[Collected data entries]
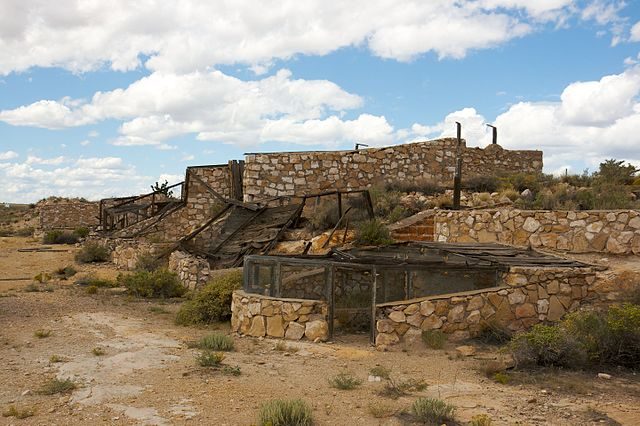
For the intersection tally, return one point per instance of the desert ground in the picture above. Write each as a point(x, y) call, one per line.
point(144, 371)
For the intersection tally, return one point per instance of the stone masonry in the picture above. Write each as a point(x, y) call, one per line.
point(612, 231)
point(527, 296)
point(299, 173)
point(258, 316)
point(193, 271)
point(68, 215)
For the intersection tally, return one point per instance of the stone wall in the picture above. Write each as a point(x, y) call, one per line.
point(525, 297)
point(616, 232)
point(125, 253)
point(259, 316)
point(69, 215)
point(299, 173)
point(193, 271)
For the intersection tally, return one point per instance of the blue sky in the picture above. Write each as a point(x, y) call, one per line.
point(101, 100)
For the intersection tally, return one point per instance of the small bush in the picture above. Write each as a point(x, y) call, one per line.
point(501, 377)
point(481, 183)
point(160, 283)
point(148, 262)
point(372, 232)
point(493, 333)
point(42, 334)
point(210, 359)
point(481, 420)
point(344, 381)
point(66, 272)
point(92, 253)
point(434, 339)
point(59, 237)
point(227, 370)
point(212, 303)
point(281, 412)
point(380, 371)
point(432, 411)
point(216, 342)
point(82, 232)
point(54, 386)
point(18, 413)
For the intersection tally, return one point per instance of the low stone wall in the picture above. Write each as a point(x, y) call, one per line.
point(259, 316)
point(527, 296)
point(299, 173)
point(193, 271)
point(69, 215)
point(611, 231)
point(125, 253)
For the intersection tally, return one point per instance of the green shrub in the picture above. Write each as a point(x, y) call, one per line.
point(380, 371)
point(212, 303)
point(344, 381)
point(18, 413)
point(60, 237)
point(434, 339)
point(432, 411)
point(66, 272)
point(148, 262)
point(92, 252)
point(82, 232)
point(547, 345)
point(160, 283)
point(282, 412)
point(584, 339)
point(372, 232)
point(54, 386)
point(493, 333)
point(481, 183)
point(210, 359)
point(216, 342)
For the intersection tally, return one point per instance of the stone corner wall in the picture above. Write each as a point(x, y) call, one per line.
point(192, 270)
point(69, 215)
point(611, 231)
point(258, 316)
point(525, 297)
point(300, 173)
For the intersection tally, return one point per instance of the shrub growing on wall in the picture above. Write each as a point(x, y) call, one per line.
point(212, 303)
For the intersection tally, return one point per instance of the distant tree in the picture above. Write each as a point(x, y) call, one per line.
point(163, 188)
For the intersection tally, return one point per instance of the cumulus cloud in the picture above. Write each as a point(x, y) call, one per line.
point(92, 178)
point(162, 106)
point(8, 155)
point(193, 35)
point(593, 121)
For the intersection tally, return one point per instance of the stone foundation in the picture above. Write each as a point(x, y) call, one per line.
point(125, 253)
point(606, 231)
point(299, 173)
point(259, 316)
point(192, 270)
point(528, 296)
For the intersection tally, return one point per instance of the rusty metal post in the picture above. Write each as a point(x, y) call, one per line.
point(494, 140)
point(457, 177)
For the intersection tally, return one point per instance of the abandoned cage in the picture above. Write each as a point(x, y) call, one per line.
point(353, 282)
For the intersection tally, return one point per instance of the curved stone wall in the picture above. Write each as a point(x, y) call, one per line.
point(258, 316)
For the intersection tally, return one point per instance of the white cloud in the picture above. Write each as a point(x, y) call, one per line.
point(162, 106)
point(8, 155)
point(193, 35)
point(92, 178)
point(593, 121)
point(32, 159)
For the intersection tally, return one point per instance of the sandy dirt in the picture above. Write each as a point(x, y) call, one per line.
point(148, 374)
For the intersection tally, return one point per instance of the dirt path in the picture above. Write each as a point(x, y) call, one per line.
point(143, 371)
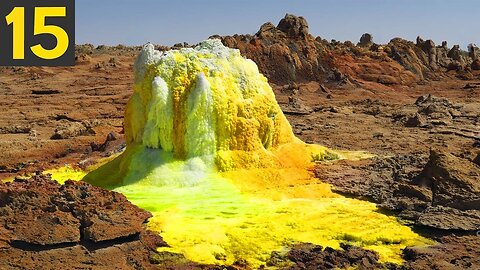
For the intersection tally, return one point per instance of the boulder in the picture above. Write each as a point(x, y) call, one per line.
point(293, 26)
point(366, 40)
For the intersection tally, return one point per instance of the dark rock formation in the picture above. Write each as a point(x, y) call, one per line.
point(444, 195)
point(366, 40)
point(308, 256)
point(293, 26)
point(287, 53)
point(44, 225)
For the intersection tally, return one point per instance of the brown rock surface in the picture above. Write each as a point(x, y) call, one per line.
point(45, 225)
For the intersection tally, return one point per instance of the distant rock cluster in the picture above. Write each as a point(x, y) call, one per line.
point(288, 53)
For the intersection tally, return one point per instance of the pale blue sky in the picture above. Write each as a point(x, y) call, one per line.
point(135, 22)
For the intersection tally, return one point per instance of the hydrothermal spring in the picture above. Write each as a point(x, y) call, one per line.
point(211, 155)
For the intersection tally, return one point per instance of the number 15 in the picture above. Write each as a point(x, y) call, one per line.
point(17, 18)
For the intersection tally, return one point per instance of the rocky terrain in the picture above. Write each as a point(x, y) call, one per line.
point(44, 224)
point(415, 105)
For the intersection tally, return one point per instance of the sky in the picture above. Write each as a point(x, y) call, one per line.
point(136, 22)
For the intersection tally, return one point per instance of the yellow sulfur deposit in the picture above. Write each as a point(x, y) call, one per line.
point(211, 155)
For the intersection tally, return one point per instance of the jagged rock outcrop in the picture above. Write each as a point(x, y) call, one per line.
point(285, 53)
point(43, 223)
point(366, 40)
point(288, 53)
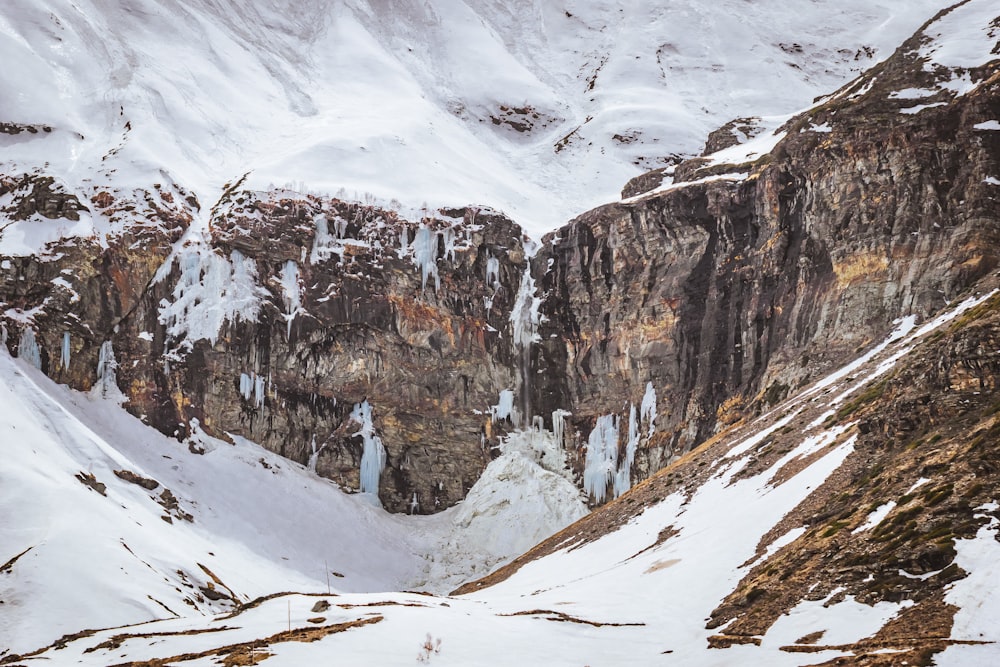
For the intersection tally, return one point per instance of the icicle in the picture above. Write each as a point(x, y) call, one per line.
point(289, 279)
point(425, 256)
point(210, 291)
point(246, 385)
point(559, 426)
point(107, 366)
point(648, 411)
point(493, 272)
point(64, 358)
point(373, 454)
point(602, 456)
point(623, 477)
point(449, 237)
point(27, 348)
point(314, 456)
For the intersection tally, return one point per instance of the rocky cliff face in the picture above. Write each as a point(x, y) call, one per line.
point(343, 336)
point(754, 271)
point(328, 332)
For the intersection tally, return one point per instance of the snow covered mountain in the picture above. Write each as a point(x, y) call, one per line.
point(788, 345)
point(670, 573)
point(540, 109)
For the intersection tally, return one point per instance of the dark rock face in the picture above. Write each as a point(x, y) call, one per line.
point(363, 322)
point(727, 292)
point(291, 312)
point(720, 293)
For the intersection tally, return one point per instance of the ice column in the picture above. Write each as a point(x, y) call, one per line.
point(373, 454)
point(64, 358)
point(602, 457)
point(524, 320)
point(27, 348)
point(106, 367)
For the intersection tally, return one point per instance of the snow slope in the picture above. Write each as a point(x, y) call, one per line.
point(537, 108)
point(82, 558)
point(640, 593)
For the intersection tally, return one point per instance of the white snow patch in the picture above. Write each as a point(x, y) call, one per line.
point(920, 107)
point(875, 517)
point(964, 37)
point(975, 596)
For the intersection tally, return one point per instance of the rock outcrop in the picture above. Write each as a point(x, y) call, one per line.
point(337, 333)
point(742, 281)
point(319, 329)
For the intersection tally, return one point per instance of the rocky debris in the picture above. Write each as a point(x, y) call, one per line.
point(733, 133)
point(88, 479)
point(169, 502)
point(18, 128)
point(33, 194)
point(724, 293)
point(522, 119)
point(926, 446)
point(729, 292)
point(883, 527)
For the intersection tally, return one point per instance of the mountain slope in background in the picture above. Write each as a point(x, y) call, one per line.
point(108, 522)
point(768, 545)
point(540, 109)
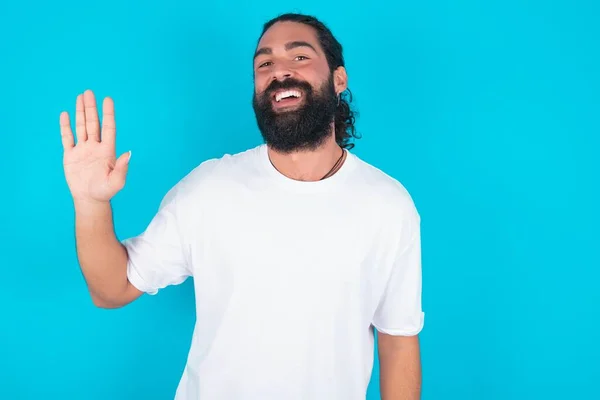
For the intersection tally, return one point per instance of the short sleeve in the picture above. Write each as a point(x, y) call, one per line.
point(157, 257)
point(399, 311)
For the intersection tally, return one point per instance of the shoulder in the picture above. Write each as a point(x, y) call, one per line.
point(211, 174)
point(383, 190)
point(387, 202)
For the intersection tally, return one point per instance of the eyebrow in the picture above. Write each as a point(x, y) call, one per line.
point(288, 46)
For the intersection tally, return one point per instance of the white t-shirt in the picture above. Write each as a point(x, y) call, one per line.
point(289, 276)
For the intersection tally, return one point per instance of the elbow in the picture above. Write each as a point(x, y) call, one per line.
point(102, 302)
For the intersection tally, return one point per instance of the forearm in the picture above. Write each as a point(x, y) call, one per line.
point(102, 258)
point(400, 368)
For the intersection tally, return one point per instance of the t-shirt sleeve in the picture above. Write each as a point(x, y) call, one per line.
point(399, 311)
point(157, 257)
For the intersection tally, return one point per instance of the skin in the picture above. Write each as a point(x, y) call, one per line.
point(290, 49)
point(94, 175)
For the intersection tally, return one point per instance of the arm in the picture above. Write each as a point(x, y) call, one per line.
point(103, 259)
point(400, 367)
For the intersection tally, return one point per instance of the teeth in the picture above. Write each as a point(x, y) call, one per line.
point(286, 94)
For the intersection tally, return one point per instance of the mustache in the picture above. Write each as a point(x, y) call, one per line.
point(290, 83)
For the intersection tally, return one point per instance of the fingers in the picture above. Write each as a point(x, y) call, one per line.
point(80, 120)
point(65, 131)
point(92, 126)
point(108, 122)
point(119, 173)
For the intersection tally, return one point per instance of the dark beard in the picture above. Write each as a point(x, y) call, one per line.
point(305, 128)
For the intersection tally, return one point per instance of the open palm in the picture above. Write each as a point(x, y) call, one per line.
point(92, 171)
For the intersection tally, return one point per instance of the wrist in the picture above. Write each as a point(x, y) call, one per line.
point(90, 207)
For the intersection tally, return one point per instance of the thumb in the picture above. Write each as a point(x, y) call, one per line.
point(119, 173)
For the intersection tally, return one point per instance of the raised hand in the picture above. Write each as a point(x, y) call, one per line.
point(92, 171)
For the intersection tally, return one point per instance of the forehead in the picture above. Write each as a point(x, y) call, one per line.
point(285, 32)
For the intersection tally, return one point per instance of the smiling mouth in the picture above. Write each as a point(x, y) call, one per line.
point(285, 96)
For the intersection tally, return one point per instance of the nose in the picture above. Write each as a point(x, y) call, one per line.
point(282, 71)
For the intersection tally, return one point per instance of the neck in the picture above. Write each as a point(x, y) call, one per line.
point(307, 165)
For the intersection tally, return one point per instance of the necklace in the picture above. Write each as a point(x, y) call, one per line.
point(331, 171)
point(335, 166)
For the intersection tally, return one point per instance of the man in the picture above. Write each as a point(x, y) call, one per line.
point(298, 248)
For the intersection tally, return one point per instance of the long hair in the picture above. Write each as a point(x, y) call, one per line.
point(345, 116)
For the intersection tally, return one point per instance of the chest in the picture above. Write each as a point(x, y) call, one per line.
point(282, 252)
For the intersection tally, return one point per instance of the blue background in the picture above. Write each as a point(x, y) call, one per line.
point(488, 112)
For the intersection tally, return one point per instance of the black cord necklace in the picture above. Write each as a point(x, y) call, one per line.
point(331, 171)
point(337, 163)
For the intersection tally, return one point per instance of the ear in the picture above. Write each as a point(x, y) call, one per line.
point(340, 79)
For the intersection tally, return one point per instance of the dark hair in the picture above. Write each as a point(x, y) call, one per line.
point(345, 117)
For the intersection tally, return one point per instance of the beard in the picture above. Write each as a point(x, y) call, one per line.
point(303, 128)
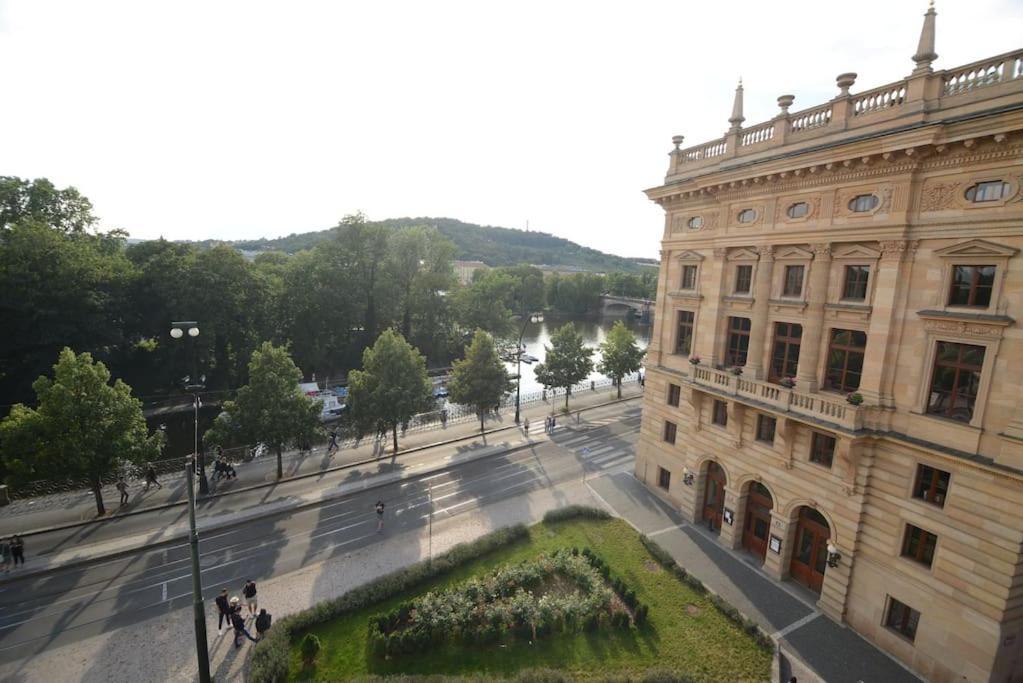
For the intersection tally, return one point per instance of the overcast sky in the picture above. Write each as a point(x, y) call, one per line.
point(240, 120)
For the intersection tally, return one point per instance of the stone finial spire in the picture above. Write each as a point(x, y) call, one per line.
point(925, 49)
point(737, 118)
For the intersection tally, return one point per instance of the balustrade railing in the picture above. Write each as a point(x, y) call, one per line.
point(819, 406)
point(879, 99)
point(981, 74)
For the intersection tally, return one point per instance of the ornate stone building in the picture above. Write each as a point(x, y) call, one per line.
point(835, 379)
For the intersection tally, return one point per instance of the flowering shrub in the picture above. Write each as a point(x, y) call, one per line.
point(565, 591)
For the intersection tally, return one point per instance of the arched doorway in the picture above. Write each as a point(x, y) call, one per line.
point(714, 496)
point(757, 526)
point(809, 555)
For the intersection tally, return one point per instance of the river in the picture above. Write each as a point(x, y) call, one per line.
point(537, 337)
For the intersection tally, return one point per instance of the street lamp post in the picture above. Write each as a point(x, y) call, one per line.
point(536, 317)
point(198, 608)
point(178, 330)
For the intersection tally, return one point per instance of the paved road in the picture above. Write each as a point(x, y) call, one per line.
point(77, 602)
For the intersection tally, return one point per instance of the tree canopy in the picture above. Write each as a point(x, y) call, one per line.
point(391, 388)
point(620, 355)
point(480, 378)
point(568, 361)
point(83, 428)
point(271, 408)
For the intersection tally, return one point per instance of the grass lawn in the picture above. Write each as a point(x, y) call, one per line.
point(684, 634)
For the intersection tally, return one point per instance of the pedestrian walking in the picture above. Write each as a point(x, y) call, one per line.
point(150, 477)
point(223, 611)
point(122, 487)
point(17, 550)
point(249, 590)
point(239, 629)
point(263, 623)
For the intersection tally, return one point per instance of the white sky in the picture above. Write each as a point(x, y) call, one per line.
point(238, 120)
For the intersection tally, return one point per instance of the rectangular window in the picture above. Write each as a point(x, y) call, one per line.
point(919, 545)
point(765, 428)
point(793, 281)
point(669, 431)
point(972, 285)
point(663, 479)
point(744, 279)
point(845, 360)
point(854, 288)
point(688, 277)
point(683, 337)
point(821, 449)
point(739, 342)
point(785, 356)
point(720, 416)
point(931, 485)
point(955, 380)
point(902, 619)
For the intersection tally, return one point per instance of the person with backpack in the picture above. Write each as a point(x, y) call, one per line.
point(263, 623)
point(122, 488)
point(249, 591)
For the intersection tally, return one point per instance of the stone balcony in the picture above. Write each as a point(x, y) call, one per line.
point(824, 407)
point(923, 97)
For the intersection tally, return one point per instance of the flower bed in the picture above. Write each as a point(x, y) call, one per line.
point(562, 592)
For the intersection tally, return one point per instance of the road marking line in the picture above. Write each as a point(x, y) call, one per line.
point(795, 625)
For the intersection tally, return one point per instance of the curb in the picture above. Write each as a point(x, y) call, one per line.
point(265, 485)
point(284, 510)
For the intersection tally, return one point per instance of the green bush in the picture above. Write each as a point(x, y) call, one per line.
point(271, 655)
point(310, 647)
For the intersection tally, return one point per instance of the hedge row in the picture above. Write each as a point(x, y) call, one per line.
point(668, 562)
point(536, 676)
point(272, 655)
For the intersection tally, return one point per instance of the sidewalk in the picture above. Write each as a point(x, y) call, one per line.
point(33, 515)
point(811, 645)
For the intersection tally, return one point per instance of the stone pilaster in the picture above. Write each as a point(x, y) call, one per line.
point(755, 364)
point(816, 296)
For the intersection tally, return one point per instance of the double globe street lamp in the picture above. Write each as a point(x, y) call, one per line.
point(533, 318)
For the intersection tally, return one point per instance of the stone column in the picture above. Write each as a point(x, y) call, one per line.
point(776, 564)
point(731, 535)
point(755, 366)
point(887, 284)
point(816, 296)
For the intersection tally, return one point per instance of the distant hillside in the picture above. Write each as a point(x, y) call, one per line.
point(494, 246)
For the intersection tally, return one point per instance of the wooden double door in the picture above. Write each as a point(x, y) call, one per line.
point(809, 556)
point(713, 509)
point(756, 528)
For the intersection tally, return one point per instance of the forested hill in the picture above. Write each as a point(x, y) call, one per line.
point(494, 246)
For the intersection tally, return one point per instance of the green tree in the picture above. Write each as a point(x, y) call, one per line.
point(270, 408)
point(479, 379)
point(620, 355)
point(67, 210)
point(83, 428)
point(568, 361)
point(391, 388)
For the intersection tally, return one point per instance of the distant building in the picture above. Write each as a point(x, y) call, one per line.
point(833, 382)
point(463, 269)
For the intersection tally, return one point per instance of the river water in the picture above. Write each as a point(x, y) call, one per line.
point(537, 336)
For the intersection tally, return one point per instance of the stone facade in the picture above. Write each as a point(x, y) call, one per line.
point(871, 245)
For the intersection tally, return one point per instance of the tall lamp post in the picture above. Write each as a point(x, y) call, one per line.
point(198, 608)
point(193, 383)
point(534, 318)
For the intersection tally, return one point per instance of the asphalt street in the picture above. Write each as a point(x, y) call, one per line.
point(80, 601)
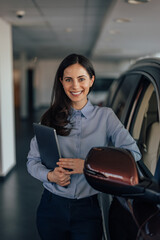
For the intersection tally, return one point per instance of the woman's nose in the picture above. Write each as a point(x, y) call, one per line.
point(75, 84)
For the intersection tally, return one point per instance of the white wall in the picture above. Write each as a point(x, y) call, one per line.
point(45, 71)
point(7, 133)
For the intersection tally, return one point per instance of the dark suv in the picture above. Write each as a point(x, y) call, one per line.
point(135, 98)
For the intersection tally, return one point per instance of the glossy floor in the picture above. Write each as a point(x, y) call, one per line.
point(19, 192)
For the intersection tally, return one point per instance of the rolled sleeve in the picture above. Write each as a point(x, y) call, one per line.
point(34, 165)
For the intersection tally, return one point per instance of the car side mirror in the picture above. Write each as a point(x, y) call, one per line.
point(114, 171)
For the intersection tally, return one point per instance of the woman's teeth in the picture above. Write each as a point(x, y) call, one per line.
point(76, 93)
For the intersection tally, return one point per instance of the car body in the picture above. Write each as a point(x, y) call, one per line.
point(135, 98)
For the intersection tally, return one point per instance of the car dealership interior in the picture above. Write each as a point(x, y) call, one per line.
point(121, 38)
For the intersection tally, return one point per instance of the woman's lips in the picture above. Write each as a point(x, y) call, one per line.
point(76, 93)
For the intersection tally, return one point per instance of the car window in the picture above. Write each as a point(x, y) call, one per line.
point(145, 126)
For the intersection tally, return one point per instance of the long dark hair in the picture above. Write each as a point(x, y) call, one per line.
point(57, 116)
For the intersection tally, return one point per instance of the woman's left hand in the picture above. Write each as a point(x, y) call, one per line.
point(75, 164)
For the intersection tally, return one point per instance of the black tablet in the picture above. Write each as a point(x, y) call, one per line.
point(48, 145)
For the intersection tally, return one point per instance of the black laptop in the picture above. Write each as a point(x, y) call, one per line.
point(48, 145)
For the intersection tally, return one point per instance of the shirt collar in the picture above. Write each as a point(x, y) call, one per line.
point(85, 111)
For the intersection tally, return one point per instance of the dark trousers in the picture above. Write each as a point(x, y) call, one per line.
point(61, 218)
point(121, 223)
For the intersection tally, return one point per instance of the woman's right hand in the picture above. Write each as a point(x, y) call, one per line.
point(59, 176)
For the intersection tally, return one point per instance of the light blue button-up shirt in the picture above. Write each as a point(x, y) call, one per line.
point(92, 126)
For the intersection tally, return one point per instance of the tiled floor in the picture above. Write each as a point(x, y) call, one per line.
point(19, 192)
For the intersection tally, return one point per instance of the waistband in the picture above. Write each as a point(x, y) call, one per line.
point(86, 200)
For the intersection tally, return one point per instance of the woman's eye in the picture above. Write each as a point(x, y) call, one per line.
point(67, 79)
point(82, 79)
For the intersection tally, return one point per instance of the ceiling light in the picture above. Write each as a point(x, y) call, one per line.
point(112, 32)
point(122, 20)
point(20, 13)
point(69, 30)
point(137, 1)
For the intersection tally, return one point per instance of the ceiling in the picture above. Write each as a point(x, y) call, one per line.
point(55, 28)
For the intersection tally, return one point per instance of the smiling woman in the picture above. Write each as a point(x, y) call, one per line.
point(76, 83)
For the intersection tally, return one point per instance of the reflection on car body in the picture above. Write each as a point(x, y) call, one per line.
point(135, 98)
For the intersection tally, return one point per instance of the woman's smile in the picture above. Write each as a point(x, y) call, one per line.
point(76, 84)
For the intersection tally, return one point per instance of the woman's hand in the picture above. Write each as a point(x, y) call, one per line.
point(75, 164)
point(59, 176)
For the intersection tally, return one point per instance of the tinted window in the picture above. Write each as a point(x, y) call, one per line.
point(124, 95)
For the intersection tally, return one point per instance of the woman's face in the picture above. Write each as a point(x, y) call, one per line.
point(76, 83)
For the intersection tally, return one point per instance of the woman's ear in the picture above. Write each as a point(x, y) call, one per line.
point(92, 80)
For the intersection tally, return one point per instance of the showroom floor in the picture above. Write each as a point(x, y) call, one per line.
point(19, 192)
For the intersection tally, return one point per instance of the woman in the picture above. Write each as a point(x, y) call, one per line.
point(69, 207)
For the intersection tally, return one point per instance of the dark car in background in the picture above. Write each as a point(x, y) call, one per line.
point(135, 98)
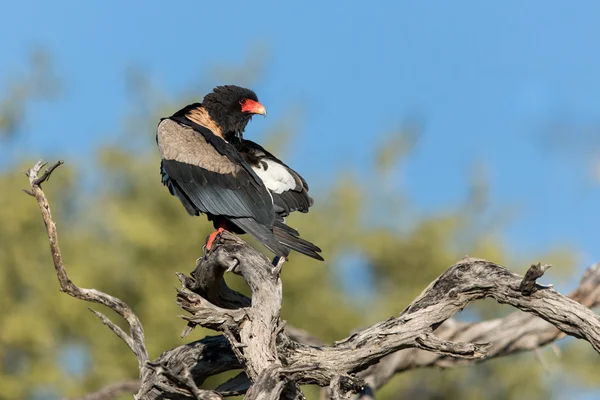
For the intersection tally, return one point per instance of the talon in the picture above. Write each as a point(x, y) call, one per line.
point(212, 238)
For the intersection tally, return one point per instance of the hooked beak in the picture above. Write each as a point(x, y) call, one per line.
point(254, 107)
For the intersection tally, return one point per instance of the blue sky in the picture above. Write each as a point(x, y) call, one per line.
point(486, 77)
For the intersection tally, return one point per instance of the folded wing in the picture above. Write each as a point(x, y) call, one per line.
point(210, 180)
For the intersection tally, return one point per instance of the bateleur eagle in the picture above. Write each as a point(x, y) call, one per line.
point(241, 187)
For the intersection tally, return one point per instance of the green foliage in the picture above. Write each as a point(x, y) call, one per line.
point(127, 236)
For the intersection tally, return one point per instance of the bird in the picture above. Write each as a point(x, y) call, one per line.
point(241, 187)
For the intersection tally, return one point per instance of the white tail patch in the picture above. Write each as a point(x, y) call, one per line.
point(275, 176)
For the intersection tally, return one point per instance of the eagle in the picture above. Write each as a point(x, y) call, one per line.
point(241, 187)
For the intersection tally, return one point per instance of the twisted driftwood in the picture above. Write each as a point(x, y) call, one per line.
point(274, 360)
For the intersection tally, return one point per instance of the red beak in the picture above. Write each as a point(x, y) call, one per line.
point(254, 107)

EXERCISE GOAL: Please return, unchanged, the lines of the material between the line holding "the low stone" and the line holding "point(353, 282)", inclusive.

TASK RESPONSE:
For the intersection tally, return one point per instance of the low stone wall in the picture above. Write each as a point(x, y) call, one per line.
point(259, 316)
point(527, 296)
point(299, 173)
point(193, 271)
point(69, 215)
point(611, 231)
point(125, 253)
For the intersection tally, return one point per instance of the green shrub in the picture above. Write each as a point(x, y) call, one per line.
point(380, 371)
point(212, 303)
point(344, 381)
point(18, 413)
point(60, 237)
point(434, 339)
point(432, 411)
point(66, 272)
point(148, 262)
point(92, 252)
point(82, 232)
point(547, 345)
point(160, 283)
point(282, 412)
point(584, 339)
point(372, 232)
point(54, 386)
point(493, 333)
point(481, 183)
point(210, 359)
point(216, 342)
For the intersection tally, return one point per instance of the stone corner wall in the picture above. Write each as a point(x, y) call, one per line.
point(192, 270)
point(69, 215)
point(611, 231)
point(258, 316)
point(525, 297)
point(300, 173)
For the intersection tally, return one point per instance of the shrub growing on wall in the picture above. Write each as a point(x, y) call, one per line.
point(212, 303)
For the intersection tally, return one point per instance of the distant tree in the picture above. Write each as a point(x, y) call, one per line.
point(163, 188)
For the intersection tally, return one point per instance of the cumulus cloud in the picture above. Write each as a point(x, y) call, one per line.
point(92, 178)
point(162, 106)
point(8, 155)
point(193, 35)
point(593, 121)
For the intersection tally, return one point per instance of the stone foundation in the picture above. Write each as a point(x, y) call, one per line.
point(125, 253)
point(606, 231)
point(299, 173)
point(259, 316)
point(192, 270)
point(528, 296)
For the intersection tally, return one point per instance of the rusty metal post in the picture above. Write each as a point(x, y) call, one per line.
point(494, 140)
point(457, 177)
For the intersection tally, return one point per instance of the abandoned cage in the picture above. Write each as a point(x, y) call, one per line.
point(353, 282)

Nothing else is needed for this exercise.